• **Set of tasks**:
1. Answer these questions from the Aloe marlothii post:
(a) How tall can this aloe grow?
(b) What color are its flowers?
(c) In which month does the writer start keeping the plant dry?
2. Pick up the Aloe marlothii post after its final sentence and continue it.
### Extract to read ###
Monday, December 3, 2007

Aloe marlothii

Aloe marlothii

The Aloe marlothii is an unbranched tree Aloe, and it can grow to 10 feet tall. Known as the Flat-Flowered Aloe because when it grows the flower stalk, it forms horizontal branches from which widely spaced flowers hang. It blooms in mid-winter, and the flowers are a dark orange.

This specimen did not bloom last year, so I’m hoping it will produce some flowers this winter. I’ve kept it on the patio, but it can take full sun, even in Phoenix. However, it needs frost protection, so I keep it in a pot rather than plant it in my garden. This plant is a summer grower and needs regular water during the hot months. It’s dormant in winter, so I keep it dry starting in November.
### Records shown ###
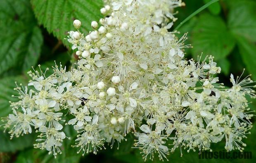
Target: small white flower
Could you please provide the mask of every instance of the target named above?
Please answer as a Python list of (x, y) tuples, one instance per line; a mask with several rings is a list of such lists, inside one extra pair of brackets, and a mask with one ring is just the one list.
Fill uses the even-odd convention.
[(81, 26), (81, 21), (78, 19), (76, 19), (73, 21), (74, 27), (75, 27), (76, 29), (79, 29)]
[(82, 53), (82, 57), (84, 58), (87, 58), (90, 56), (90, 54), (91, 53), (89, 51), (85, 50)]
[(109, 87), (107, 90), (107, 93), (109, 96), (113, 96), (116, 94), (116, 89), (111, 87)]
[(99, 39), (99, 33), (97, 31), (94, 31), (90, 33), (90, 37), (92, 40), (97, 40)]
[(98, 23), (96, 21), (92, 21), (91, 23), (91, 26), (94, 28), (96, 28), (98, 27)]

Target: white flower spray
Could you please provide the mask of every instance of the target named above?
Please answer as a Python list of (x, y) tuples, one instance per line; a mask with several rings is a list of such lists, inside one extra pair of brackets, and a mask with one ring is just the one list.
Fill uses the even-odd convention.
[[(254, 83), (247, 77), (233, 86), (218, 83), (220, 68), (210, 56), (202, 62), (184, 58), (186, 34), (178, 39), (170, 31), (176, 19), (179, 0), (108, 0), (100, 11), (106, 17), (87, 35), (79, 28), (67, 40), (80, 56), (76, 68), (66, 71), (56, 66), (48, 77), (41, 71), (29, 72), (28, 90), (15, 89), (20, 101), (5, 127), (11, 138), (40, 133), (35, 147), (61, 154), (67, 138), (64, 125), (77, 132), (73, 146), (78, 152), (105, 149), (126, 140), (130, 132), (134, 147), (143, 158), (160, 160), (175, 149), (211, 150), (223, 139), (225, 149), (242, 151), (242, 138), (249, 134), (253, 115), (248, 95), (255, 98)], [(206, 60), (209, 59), (207, 63)], [(66, 115), (73, 118), (64, 121)], [(137, 131), (136, 131), (137, 130)]]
###
• **Responses in order**:
1.
(a) It can grow to 10 feet tall.
(b) Its flowers are dark orange.
(c) The writer starts keeping it dry in November.

2.
The brown spines on this Aloe appear on the leaf margins as well as here and there on the leaf. There doesn’t seem to be a pattern to the spines. The leaves are quite thick, and the plant is surprisingly heavy for its size. This Aloe species is also called the Mountain Aloe, as well as Bergaalwyn.


My Chutney Garden said...

It's so interesting to see different types of aloe. Does this one have a therapeutic pulp as well? Aloe Vera is a big thing in our culture. People eat chunks of the pulp (YUCK! So bitter but so good for you apparently) and I know from experience that is works very well for burns. I have used it for both cooking burns and sunburn.
Thanks for introducing me to a new variety.

Julie said...

I like the looks of this one...the green shade, and fat, chunky leaves makes it look friendly and heart warming...more than stickly leaved varieties of Aloe!

No Rain said...

This one has the sharpest little spines--probably less friendly than others!

kate smudges said...

I have one of these, although I don't think it will grow to 10 feet. It spends the summers outside and doesn't seem to grow very fast here.

MrBrownThumb said...

I'm not big on Aloe but that is a pretty handsome plant.